# Texte à étudier

Obéir aux lois de la concurrence.
Dix ans plus tard, le mouvement montait vers le nord avec par exemple l’ouverture d’une pharmacie dans le centre commercial des Atlantes à Saint-Pierre-des-Corps (Indre-et-Loire). Marie-Claude Montier, la créatrice de l’officine, décidait en effet dès le départ de discounter. « Il fallait s’imposer, explique son fils Jérôme Montier. Nous avons essayé sans succès de travailler sur l’OTC avant de nous spécialiser dans la para. » Cette officine est devenue peu à peu la plus importante de la région avec 16 salariés, un chiffre d’affaires de 3,5 millions d’euros et une moyenne de 600 clients/jour. Au rythme de 10 à 15 % par an, cette progression s’est heurtée à une hostilité très vive de tous les confrères de l’agglomération.

# Données brutes
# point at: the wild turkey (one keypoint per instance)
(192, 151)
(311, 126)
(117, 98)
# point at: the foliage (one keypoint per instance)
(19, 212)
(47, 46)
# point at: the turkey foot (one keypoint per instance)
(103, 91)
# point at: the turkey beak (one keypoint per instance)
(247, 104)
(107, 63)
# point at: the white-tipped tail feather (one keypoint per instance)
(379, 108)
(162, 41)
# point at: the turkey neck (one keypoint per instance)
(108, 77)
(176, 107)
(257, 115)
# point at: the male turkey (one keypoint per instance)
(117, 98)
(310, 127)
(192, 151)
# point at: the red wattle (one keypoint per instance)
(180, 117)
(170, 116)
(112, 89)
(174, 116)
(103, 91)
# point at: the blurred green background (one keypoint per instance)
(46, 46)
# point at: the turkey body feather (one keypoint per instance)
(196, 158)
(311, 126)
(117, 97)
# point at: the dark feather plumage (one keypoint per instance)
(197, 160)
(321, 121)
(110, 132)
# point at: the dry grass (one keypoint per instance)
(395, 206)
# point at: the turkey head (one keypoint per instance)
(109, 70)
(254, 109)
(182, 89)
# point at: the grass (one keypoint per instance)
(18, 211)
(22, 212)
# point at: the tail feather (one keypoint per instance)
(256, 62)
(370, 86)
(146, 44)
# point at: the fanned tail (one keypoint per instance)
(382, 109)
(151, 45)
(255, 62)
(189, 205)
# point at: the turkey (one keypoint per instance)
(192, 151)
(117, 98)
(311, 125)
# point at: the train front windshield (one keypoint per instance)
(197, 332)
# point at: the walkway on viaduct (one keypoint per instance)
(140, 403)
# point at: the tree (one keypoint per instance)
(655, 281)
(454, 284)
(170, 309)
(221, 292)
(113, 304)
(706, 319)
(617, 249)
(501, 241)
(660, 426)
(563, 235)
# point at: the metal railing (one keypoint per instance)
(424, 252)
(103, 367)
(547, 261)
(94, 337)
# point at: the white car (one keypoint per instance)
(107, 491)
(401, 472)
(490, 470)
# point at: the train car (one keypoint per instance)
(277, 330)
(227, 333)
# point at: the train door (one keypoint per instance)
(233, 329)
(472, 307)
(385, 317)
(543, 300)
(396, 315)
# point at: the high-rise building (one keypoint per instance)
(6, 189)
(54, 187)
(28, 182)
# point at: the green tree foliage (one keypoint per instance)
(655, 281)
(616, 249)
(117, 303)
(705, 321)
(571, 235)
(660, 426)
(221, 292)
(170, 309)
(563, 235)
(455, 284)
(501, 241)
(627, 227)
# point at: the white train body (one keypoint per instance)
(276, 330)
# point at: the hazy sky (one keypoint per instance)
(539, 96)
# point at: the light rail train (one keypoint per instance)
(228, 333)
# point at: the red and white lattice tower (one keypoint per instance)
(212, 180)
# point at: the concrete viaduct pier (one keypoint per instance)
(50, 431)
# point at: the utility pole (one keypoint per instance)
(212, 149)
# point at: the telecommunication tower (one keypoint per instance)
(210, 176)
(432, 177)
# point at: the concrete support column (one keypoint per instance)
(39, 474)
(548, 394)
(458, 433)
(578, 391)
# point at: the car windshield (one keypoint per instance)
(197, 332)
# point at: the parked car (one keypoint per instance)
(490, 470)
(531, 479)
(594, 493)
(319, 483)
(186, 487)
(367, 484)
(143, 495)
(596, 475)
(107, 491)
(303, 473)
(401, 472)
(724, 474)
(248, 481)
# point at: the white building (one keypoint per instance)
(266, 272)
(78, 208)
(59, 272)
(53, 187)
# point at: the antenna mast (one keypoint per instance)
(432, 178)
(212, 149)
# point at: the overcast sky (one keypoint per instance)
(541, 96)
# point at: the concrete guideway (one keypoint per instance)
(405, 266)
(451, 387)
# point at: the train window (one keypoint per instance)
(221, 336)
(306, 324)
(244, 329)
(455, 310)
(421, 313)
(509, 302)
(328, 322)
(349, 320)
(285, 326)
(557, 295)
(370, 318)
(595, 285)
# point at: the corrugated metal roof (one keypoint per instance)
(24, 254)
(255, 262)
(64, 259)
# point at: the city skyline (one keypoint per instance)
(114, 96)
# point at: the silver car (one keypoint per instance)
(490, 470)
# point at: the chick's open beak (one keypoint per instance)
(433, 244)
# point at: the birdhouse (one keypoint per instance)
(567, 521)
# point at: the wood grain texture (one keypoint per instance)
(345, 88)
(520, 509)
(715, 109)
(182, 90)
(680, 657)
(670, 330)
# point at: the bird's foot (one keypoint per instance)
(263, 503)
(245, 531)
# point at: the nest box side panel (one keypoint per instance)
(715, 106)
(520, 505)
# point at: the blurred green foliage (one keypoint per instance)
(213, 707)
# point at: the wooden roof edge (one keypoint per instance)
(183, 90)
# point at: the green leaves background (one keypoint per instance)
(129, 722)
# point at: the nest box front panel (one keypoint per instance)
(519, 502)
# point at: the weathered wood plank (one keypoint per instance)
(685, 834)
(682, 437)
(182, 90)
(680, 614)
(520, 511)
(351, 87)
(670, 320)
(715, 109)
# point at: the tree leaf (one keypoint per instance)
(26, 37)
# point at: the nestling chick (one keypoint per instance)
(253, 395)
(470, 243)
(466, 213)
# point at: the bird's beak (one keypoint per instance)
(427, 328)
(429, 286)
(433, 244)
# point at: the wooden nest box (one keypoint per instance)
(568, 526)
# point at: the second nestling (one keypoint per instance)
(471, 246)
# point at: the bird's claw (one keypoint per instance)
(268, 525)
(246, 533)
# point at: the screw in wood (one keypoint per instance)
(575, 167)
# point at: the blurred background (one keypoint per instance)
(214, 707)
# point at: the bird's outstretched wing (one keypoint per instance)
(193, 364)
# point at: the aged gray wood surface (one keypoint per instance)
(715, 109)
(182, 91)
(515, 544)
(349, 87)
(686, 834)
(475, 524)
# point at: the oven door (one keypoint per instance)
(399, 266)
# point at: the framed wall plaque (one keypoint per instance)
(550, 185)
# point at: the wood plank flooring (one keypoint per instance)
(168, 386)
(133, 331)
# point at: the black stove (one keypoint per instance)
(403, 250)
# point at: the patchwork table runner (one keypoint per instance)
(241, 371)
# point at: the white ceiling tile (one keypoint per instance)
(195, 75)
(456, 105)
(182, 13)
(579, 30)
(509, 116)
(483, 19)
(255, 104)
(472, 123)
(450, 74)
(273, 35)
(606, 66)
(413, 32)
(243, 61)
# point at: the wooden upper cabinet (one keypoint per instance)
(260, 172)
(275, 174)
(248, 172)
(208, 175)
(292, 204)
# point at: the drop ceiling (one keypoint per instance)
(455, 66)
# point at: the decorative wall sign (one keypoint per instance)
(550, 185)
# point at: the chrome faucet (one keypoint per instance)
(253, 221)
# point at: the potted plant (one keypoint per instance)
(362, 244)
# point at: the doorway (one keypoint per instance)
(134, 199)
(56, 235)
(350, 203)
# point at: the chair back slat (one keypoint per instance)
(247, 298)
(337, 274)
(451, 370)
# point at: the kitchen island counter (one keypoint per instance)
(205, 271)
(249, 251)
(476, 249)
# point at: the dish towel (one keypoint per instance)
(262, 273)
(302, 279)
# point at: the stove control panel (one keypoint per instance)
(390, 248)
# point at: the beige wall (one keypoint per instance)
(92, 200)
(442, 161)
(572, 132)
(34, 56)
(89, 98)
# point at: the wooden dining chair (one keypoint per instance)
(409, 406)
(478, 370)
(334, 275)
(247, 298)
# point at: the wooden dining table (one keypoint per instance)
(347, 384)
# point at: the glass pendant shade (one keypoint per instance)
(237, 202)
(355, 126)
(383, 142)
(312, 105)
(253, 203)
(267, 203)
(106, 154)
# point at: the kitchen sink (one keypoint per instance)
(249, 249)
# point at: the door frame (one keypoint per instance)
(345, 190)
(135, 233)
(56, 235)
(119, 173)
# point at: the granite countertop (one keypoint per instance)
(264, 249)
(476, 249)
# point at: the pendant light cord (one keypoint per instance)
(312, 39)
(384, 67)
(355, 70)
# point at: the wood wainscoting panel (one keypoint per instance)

# Exploitation du texte
a) Répondez aux questions suivantes sur le texte sur l'officine des Atlantes.
(i) Dans quel centre commercial la pharmacie a-t-elle ouvert ?
(ii) Dans quel domaine l'officine a-t-elle fini par se spécialiser ?
(iii) Combien de clients reçoit-elle en moyenne chaque jour ?
b) Recopiez le passage du texte sur l'officine des Atlantes compris entre « Dix ans plus » et « confrères de l’agglomération. », ces deux passages inclus.
c) Poursuivez le texte sur l'officine des Atlantes à partir de sa dernière phrase.
Les items n'ont aucun rapport avec le texte sur l'officine des Atlantes.

# Corrigé
a)
(i) Dans le centre commercial des Atlantes, à Saint-Pierre-des-Corps (Indre-et-Loire).
(ii) Dans la para.
(iii) 600 clients par jour.

b)
Dix ans plus tard, le mouvement montait vers le nord avec par exemple l’ouverture d’une pharmacie dans le centre commercial des Atlantes à Saint-Pierre-des-Corps (Indre-et-Loire). Marie-Claude Montier, la créatrice de l’officine, décidait en effet dès le départ de discounter. « Il fallait s’imposer, explique son fils Jérôme Montier. Nous avons essayé sans succès de travailler sur l’OTC avant de nous spécialiser dans la para. » Cette officine est devenue peu à peu la plus importante de la région avec 16 salariés, un chiffre d’affaires de 3,5 millions d’euros et une moyenne de 600 clients/jour. Au rythme de 10 à 15 % par an, cette progression s’est heurtée à une hostilité très vive de tous les confrères de l’agglomération.

c)
Dix ans après la passion n’est pas totalement retombée. Mais la Pharmacie des Atlantes n’a pas modéré ses ambitions. Marie-Claude Montier négocie avec les laboratoires pour obtenir des prix le plus bas possible en échange d’achats massifs et de mises en avant. L’officine a été modelée pour accueillir un flux important sans queues ni files d’attente : ticket d’appel, caisse rapide et caisse para, bac de promotions, écrans vidéo pour les promos, etc. Elle a également lancé depuis peu une campagne publicitaire avec de petites affichettes remises aux clients avec chaque mois quatre produits à prix cassés. « Cela connaît un succès fantastique, se réjouit Jérôme Montier, avec des ventes multipliées par quatre ou cinq sur ces produits. » Pourtant, sauf exceptions, La Pharmacie des Atlantes refuse la politique du prix coûtant : « Nous préférons adopter une faible marge, différer et étaler les augmentations de prix des labos et surtout obtenir des conditions d’achat très favorables. » Pas étonnant donc que l’activité para progresse encore pour dépasser désormais les 23 % du chiffre d’affaires. « Nous voulons poursuivre dans cette voie, mais en affinant notre politique de prix, insiste Jérôme Montier. Aujourd’hui nous sommes bons partout. Nous voulons mettre en place une gestion plus fine et donc plus rentable. »
A côté de ces pharmaciens partis à la conquête de nouveaux marchés, il y a ceux qui se sont mis à la « casse » par obligation, contraints par un environnement hostile à leur développement ou pour creuser l’écart avec la concurrence.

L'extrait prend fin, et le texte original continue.